→ **EXERCISE**
Write out the part of the paddling post below that begins with the words "New Brighton Sprint" and stops after "for the future.", copying it word for word.

NB Harbor RT And Ukulele Band



I paddled up to the Sewer Peak channel with Dan on his 14' racing SUP. He didn't have time to do the long route so he paddled up channel and back to NB following the kelp line. I pushed on past Rockview and the grom contest at 26th through the dead glassy water off Blacks and into the harbor entrance. I pulled the Bark out of the water at the boat ramp and walked it over to the Kind Grind. The return trip was pretty much the same, but in reverse.

Overall the water was smooth. There was a little swell running and some backwash to contend with on the return paddle as the tide was rising, but other than that it was perfect water...again.

Friday, July 29, 2011

New Brighton Sprint Training

So the idea is to work some kind of speed, sprint, anaerobic training into my paddling fitness routines and routes to improve cardiovascular stamina, overall fitness, and to increase average cruising and racing speed. This morning was my first attempt at anaerobic paddle training and I am more than satisfied with the results. I'll use today's parameters as a baseline for the future.

There are two basic components of this self-made paddling program. Cruising and sprinting. The cruising component relies upon the old "LSD" (Long Slow Distance) aerobic endurance training method developed in the late 60's/early 70's. I lived by this when I was able to jog and run. Training at this level means paddling longer distances at a pace that allows for normal conversation. This is the "bread and butter" of SUP distance paddling because it's fun, especially when more than one person is paddling. And a person could maintain a very good level of fitness just using the cruising component of the training/fitness program.

→ **STORED ROWS**
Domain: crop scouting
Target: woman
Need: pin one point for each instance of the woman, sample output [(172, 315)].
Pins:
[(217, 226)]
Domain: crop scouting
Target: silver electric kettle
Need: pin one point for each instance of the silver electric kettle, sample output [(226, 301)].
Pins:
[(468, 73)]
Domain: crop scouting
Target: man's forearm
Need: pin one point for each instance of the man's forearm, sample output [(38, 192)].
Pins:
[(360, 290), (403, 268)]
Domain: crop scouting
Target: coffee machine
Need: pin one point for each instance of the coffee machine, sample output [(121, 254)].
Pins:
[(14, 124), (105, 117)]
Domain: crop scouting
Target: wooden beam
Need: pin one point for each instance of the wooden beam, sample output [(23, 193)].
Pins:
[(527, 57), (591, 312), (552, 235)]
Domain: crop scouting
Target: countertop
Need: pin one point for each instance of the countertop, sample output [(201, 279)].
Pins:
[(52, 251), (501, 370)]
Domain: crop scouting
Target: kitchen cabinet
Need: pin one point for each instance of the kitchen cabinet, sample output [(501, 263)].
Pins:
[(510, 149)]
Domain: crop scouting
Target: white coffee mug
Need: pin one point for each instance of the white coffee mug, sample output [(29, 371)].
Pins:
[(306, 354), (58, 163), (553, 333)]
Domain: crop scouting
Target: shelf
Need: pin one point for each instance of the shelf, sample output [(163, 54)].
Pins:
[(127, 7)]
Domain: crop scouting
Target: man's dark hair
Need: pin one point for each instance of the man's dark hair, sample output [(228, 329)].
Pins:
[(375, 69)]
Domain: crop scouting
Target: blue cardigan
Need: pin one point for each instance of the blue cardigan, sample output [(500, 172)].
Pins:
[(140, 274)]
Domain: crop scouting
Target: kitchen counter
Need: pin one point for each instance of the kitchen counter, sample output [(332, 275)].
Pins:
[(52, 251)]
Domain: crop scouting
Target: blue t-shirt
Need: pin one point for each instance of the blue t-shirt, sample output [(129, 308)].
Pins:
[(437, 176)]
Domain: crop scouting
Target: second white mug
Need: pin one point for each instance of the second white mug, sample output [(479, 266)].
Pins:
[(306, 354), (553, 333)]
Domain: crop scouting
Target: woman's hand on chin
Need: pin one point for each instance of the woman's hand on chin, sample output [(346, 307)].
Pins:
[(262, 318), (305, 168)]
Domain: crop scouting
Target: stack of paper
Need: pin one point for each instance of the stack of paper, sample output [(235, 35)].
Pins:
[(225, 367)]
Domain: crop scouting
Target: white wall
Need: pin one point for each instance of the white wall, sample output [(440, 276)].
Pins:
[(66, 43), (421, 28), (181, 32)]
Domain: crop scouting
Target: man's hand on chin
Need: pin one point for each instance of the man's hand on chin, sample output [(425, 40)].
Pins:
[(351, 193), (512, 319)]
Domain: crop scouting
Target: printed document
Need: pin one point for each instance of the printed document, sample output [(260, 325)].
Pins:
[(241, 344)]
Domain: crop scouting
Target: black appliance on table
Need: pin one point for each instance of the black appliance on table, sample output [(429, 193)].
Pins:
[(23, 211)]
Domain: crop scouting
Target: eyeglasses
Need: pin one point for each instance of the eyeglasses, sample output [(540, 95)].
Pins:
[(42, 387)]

→ **REPLY TO THE EXERCISE**
New Brighton Sprint Training

So the idea is to work some kind of speed, sprint, anaerobic training into my paddling fitness routines and routes to improve cardiovascular stamina, overall fitness, and to increase average cruising and racing speed. This morning was my first attempt at anaerobic paddle training and I am more than satisfied with the results. I'll use today's parameters as a baseline for the future.